* What the exercise asks: Please return the full listing below without altering anything.

--- START ---

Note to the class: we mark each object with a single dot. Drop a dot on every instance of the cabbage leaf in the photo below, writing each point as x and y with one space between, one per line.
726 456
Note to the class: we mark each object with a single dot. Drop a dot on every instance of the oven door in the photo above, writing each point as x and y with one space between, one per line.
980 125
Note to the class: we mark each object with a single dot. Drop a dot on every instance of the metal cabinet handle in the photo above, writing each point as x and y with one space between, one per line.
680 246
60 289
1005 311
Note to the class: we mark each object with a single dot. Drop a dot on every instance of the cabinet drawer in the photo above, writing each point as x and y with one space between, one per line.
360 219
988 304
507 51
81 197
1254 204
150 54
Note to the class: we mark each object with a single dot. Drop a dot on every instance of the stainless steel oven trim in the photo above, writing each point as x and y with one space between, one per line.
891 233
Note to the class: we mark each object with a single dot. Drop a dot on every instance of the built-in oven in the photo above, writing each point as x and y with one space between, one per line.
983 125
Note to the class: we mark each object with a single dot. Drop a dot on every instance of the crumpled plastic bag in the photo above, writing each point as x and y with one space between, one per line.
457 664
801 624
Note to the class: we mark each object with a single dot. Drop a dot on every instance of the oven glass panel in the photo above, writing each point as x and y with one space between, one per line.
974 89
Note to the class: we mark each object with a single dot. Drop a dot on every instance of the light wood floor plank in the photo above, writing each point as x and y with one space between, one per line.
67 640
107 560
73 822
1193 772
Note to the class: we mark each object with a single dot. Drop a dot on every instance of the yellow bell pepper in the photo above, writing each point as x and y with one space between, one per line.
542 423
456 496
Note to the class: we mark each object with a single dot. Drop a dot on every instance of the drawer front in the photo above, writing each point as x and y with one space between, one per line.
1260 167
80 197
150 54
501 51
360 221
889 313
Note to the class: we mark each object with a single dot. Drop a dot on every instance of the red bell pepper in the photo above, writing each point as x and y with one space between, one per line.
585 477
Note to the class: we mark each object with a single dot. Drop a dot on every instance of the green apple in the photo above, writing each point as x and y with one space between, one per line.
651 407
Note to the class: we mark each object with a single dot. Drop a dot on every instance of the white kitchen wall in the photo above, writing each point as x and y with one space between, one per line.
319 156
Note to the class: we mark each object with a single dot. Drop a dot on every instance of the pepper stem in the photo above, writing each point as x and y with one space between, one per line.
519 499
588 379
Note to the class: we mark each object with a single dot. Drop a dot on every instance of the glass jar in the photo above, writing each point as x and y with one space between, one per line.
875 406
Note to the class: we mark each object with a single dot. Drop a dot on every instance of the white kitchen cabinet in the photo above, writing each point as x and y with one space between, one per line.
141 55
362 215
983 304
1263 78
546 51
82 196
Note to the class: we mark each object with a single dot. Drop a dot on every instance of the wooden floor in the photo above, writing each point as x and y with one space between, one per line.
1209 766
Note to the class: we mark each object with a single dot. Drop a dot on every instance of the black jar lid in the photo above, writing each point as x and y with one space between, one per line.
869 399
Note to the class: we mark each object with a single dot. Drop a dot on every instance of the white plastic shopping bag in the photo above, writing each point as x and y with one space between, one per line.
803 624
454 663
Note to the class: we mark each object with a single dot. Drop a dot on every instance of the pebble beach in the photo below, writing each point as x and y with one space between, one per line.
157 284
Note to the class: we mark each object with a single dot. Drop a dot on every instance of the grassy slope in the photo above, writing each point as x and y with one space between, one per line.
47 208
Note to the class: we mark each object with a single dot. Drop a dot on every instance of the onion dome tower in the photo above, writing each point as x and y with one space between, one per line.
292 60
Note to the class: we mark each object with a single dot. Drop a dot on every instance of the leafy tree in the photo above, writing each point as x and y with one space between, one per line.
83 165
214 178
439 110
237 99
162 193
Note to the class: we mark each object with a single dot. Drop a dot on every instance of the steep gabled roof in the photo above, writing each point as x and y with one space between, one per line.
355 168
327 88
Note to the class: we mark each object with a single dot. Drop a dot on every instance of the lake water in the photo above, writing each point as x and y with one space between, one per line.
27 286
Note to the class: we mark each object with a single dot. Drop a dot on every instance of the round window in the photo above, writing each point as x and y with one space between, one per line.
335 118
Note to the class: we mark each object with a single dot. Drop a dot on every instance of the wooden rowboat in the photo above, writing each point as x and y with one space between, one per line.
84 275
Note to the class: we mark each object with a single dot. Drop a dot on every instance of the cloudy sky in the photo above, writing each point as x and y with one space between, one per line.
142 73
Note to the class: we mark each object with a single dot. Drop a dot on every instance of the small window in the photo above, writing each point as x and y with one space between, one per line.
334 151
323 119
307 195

--- END ---

* Result:
Note to the class: we mark each object with a single dot. Drop a dot on every instance of the cabbage leaf in the photo below, writing each point as x and y with one space between, one per line.
726 456
Note to the class: we mark each object with a single dot. Drop a dot on every instance of the oven door in the photo above, writing each point as x and y with one space between, one per line.
980 125
Note to the class: we mark each object with a single dot. Drop a dot on every instance of the metal cabinet handle in the photo above, writing each point as x and y with one space between, one per line.
680 246
60 289
1005 311
Note to the class: we mark each object with a single dot. Drop a dot on every instance of the cabinet drawer in the photo above, writing each point as x and y with one space between, one per line.
360 219
988 304
507 51
81 197
1254 204
150 54
Note to the class: we mark each object with a single dot. Drop a dot on every instance of the stainless steel oven trim in the photo above, writing each point as x and y with one space between, one per line.
891 233
Note to the class: we mark each object with a single dot. Drop a dot on every instance of the built-in oven in the photo above, writing each point as x and y with one space between, one per line.
983 125
Note to the class: we mark each object with a single dot. Drop a dot on every instance of the crumpled plastic bag in the photo above, writing each point as x and y with one space between, one per line.
457 664
801 624
Note to the class: we mark each object with a single dot. Drop a dot on every instance of the oven glass panel in the photo above, writing each point as x and y with one space between, one per line.
974 89
Note to the class: we mark each object with a single dot. Drop a dot on every instance of the light wood floor plank in the photo above, writing each point as x and y with one space between, one per line.
67 640
107 560
73 822
1193 772
Note to the class: we mark each object with a single dot. Drop a dot on every instance of the yellow bell pepper in the photo above, writing each point as x and y with one space between, one per line.
542 423
456 496
Note to the class: we mark each object with a single dot. Drop a dot on every instance of the drawer front in the photo above, writing each point as x and y with one space between, one per line.
1260 167
80 197
150 54
501 51
360 221
889 313
Note to the class: we mark each object with a single dot. Drop a dot on every instance of the red bell pepper in the photo above, writing each point as x and y with one space between, one per line.
585 477
Note to the class: we mark each object with a single dot. Drop a dot on every instance of the green apple in the photo above, writing each point as x and y with one space between, one per line.
651 407
Note to the class: we mark each object with a single dot. Drop a dot on every instance of the white kitchen wall in the photo above, writing each point as x and y with one space between, one per line.
319 156
Note to the class: we mark each object with a single dot. Drop a dot on every instance of the pepper stem in the photo above, writing each point as x and y with one space between, one per line.
519 499
588 379
Note to the class: we mark each object with a single dot. Drop a dot on every instance of the glass jar in the photo above, writing each point as x and y with one space between, one per line.
875 406
Note to the class: we mark each object with a single dot. Drop a dot on every instance of the white kitchen cabinet in the photo above, writing each point as x and y with one space between, one per line.
141 55
362 215
983 304
1263 78
546 51
82 196
Note to the class: we mark each object with a single dot. Drop a dot on every instance of the wooden floor in the photo above, writing each point as x and y with one space between, one per line.
1209 766
Note to the class: we mark each object with a single dot. Drop a dot on every instance of the black jar lid in the photo above, writing each point as x and y with one space between, one per line.
869 399
Note to the class: we mark each object with a single dot. Drop a dot on every instance of the white plastic shopping bag in the photo above, writing each point as x and y with one space between, one per line.
803 624
454 663
Note to the class: we mark each object with a single dot. Drop a dot on every instance of the pebble beach in the photo below, writing each point as x and y with one space between, one per line.
157 284
Note to the class: we mark each object with a single dot. Drop a dot on every instance of the grassy slope in the photo above, writing each point as x and y with one space between, one per line.
47 208
Note to the class: we mark each object with a single dot. Drop a dot on every instance of the onion dome tower in the photo above, writing each point as x and y with one space between, one per line.
292 60
Note to the class: we mark each object with a single dot. Drop a dot on every instance of the leafy tree in the photo above, writing each point as x and y with one space between, one per line.
83 165
214 178
439 110
237 99
162 193
Note to the class: we mark each object with a single dot. Drop a dot on every instance of the steep gabled roof in the photo above, writing each point as x and y with one space between, one per line.
355 168
327 88
Note to the class: we mark each object with a single dot. Drop a dot on every instance of the lake water in the photo above, writing each point as x and y with one space between, one per line.
27 286
Note to the class: we mark each object with a single dot. Drop a dot on every instance of the round window in the photo above, writing each point as x and y with one space between, one per line.
335 118
Note to the class: we mark each object with a single dot. Drop a dot on every instance of the wooden rowboat in the photo above, writing each point as x and y with one space between, one per line.
84 275
Note to the class: we mark each object with a single dot. Drop a dot on every instance of the cloudy sky in the photo above, writing each point as x and y with one space between, one per line.
142 73
Note to the class: we mark each object with a single dot. Drop a dot on every instance of the small window in the photo above, writing each point as x and y with one space between, one per line.
334 151
323 119
307 195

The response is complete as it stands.